◆ Problem details
Reproduce the entire listing below, substituting "single marker" for every occurrence of "single dot" and leaving everything else unchanged.
START The input
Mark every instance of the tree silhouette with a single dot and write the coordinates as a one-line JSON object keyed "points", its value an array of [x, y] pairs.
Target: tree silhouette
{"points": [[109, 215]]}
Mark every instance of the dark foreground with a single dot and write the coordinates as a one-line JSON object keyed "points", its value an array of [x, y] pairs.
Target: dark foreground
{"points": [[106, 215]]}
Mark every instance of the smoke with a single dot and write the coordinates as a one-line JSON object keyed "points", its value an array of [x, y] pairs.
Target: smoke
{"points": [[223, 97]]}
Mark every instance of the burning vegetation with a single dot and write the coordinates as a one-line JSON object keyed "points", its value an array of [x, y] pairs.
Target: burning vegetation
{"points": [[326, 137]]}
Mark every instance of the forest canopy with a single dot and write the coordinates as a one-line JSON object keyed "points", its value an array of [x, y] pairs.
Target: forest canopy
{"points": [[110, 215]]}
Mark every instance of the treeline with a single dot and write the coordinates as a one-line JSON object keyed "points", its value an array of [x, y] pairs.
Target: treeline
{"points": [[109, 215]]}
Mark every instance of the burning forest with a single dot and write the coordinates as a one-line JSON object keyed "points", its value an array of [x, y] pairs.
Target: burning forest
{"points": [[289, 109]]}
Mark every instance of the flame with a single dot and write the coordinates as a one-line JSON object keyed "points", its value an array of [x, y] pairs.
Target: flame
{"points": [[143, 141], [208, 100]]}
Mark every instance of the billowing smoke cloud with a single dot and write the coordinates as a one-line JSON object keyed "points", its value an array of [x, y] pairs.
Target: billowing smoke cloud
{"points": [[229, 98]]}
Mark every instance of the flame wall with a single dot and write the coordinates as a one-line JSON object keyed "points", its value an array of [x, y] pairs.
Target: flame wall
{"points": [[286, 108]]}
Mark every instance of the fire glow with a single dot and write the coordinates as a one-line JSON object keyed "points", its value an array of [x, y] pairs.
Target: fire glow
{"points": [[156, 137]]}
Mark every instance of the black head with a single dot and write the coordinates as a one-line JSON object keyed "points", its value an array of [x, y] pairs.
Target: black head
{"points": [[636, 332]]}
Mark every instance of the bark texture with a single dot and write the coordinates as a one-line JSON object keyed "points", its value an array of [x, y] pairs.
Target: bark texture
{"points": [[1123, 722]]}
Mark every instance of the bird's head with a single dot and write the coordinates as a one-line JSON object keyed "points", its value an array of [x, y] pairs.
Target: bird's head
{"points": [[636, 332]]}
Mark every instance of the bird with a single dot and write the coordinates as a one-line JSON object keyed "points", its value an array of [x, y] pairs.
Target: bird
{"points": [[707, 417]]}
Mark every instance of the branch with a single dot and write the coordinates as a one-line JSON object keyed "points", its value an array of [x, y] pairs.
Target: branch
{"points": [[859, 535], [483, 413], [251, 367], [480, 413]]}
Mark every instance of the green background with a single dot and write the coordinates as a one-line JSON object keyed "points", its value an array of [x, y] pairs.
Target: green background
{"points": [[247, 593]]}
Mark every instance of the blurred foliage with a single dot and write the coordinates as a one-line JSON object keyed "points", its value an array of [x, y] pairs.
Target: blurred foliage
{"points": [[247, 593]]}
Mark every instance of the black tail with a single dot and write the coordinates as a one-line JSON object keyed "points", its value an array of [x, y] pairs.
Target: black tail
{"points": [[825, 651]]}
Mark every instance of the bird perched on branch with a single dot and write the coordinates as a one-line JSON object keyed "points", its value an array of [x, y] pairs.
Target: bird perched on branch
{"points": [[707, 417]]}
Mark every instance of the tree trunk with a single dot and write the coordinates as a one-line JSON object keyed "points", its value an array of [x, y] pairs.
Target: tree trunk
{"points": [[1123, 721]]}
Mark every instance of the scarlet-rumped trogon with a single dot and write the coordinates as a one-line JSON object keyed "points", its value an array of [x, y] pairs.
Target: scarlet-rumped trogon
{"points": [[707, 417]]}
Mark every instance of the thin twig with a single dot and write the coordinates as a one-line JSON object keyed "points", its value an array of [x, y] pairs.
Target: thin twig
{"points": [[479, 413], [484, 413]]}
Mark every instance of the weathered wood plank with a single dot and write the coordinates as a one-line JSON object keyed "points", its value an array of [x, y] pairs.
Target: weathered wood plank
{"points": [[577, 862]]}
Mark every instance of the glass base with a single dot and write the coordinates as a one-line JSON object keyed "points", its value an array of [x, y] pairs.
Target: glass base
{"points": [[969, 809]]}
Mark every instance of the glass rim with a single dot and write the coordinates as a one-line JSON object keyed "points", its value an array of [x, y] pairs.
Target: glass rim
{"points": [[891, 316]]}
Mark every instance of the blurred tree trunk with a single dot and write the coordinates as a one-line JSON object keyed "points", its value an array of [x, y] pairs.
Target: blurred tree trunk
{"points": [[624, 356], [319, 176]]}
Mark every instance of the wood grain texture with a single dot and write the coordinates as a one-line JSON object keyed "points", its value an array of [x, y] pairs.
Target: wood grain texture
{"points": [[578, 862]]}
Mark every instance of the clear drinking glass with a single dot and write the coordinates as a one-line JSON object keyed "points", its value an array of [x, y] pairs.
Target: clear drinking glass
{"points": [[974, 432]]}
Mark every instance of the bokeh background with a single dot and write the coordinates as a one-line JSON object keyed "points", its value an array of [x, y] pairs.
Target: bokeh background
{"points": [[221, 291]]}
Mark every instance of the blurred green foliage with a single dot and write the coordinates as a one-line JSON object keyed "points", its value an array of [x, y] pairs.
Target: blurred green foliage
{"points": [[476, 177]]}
END The input
◆ Correct answer
Mark every instance of the tree silhouette with a single marker and write the coordinates as a one-line JSON object keyed "points", its value an array of [x, y] pairs.
Target: tree silhouette
{"points": [[109, 215]]}
Mark every instance of the dark foreground with a single marker and write the coordinates as a one-line JSON object keyed "points", its value an array of [x, y] pairs.
Target: dark foreground
{"points": [[106, 215]]}
Mark every instance of the smoke with a single marker and write the coordinates as a one-line JSON object keyed "points", its value an array of [x, y] pairs.
Target: smoke
{"points": [[223, 97]]}
Mark every instance of the burning vegetation with a single marker and write the coordinates as a one-line JSON object keyed "points", its value an array of [x, y] pairs.
Target: burning vegetation
{"points": [[326, 137]]}
Mark every instance of the forest canopy with a single marker and write the coordinates as a one-line JSON object keyed "points", its value an array of [x, y] pairs.
Target: forest canopy
{"points": [[110, 215]]}
Mark every instance of the treeline with a single marker and write the coordinates as a one-line JSON object keyed "points", its value an array of [x, y] pairs.
Target: treeline
{"points": [[109, 215]]}
Mark every instance of the burning forest with a single marker and write the coordinates as a one-line JSON object keyed "points", its value an array of [x, y] pairs.
Target: burning forest
{"points": [[289, 109]]}
Mark every instance of the flame with a single marker and write the coordinates as a one-line JSON object keyed "points", its value an array of [x, y] pairs.
Target: flame
{"points": [[143, 141], [208, 100]]}
Mark every instance of the billowing smoke cloud with a single marker and write the coordinates as a one-line JSON object keyed "points", its value an array of [x, y] pairs.
Target: billowing smoke cloud
{"points": [[229, 98]]}
Mark every instance of the flame wall with a single marker and write the coordinates as a one-line JSON object keyed "points", its value an array of [x, y] pairs.
Target: flame wall
{"points": [[286, 108]]}
Mark every instance of the fire glow with a single marker and write the coordinates as a one-line JSON object keyed "points", its value an array of [x, y] pairs.
Target: fire glow
{"points": [[156, 137]]}
Mark every instance of the black head with a single marker and write the coordinates as a one-line JSON object keyed "points", its value an array of [x, y] pairs.
Target: black head
{"points": [[636, 332]]}
Mark every instance of the bark texture with a single marker and write the coordinates as a one-line JSON object keyed "points", its value an array of [x, y] pairs.
Target: bark texture
{"points": [[1123, 722]]}
Mark every instance of the bird's head with a single marker and write the coordinates as a one-line JSON object keyed "points", its value an array of [x, y] pairs.
Target: bird's head
{"points": [[636, 332]]}
Mark every instance of the bird with a single marker and write the coordinates as a one-line JSON object keyed "points", its value an array of [x, y] pairs.
Target: bird
{"points": [[707, 417]]}
Mark every instance of the branch with a single marker and write the coordinates as a one-line JSON object keyed "points", its value an array of [x, y] pairs.
Target: branch
{"points": [[859, 535], [483, 413], [251, 367], [480, 413]]}
Mark every instance of the green background with a single marker and write the coordinates as a one-line JSON object keyed "points", its value an array of [x, y] pairs.
Target: green background
{"points": [[247, 593]]}
Mark every instance of the blurred foliage with a single marker and write the coordinates as a one-line JSON object keyed "points", its value an array of [x, y] pairs.
Target: blurred foliage
{"points": [[247, 593]]}
Mark every instance of the black tail with a single marker and write the coordinates as a one-line JSON object keyed "points", its value an array of [x, y] pairs.
Target: black tail
{"points": [[825, 651]]}
Mark every instance of the bird perched on branch with a single marker and write the coordinates as a one-line JSON object keyed "points", its value an array of [x, y] pairs.
Target: bird perched on branch
{"points": [[707, 417]]}
Mark every instance of the tree trunk with a single marker and write the coordinates as a one-line JSON object keyed "points", its value an array of [x, y] pairs.
Target: tree trunk
{"points": [[1123, 721]]}
Mark every instance of the scarlet-rumped trogon with a single marker and write the coordinates as a one-line JSON object keyed "points", its value an array of [x, y] pairs.
Target: scarlet-rumped trogon
{"points": [[707, 417]]}
Mark every instance of the thin twig with a single marker and write the coordinates as a one-line JSON object keyed "points", its value an array of [x, y] pairs.
Target: thin twig
{"points": [[479, 413], [484, 413]]}
Mark every instance of the weathered wood plank with a single marker and write the coordinates as a one-line JSON object keyed "points", its value an array of [x, y] pairs.
Target: weathered wood plank
{"points": [[577, 862]]}
Mark every instance of the glass base with a single marker and write the coordinates as a one-line JSON object keyed "points", its value an array of [x, y] pairs.
Target: glass base
{"points": [[969, 809]]}
Mark every instance of the glass rim with a single marker and write the coordinates as a one-line JSON object keyed "points", its value an array of [x, y] pairs.
Target: glass rim
{"points": [[891, 316]]}
Mark every instance of the blurred tree trunk with a single marker and write the coordinates as a one-line JSON object keyed "points", its value an array of [x, y] pairs.
Target: blurred tree trunk
{"points": [[624, 356], [319, 176]]}
Mark every instance of the wood grain texture with a single marker and write the coordinates as a one-line JSON object keyed "points", its value an array of [x, y] pairs.
Target: wood grain texture
{"points": [[578, 862]]}
Mark every instance of the clear drinking glass with a single marker and write the coordinates as a one-line JSON object keyed "points", its value an array of [x, y] pairs.
Target: clear drinking glass
{"points": [[974, 432]]}
Mark every instance of the bokeh background with a single marker and write the coordinates as a one-line JSON object keyed "points", its value an array of [x, y] pairs.
Target: bokeh background
{"points": [[221, 291]]}
Mark every instance of the blurred green foliage with a single marker and write the coordinates as a one-line JSON object keyed "points", its value an array of [x, y] pairs.
Target: blurred green foliage
{"points": [[476, 177]]}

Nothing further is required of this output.